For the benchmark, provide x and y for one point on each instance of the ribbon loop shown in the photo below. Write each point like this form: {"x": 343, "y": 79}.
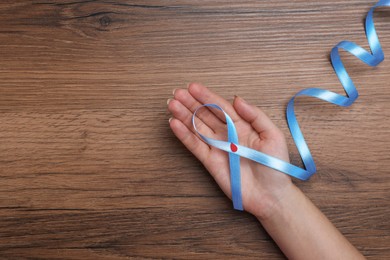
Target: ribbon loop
{"x": 236, "y": 151}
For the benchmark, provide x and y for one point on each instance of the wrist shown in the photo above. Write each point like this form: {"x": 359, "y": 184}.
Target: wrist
{"x": 273, "y": 203}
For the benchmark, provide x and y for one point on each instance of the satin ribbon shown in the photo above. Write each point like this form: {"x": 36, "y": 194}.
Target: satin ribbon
{"x": 236, "y": 150}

## WHAT YOU NEED TO DO:
Please reproduce the rows from the one containing "of the wrist" through the last row above, inclusive, with their requests, and shift every x and y coordinate in the answers by -150. Leave the numbers in the requests, including their sample points, unchanged.

## COMPLETED TASK:
For the benchmark, provide x and y for one point on each instance of the wrist shown in the photo above. Write each point like this form: {"x": 359, "y": 184}.
Target: wrist
{"x": 123, "y": 53}
For the benchmark, provide x and y for one point on each instance of the satin ribbon shown in the photo above. Write each point like this form: {"x": 36, "y": 194}.
Target: satin ribbon
{"x": 86, "y": 0}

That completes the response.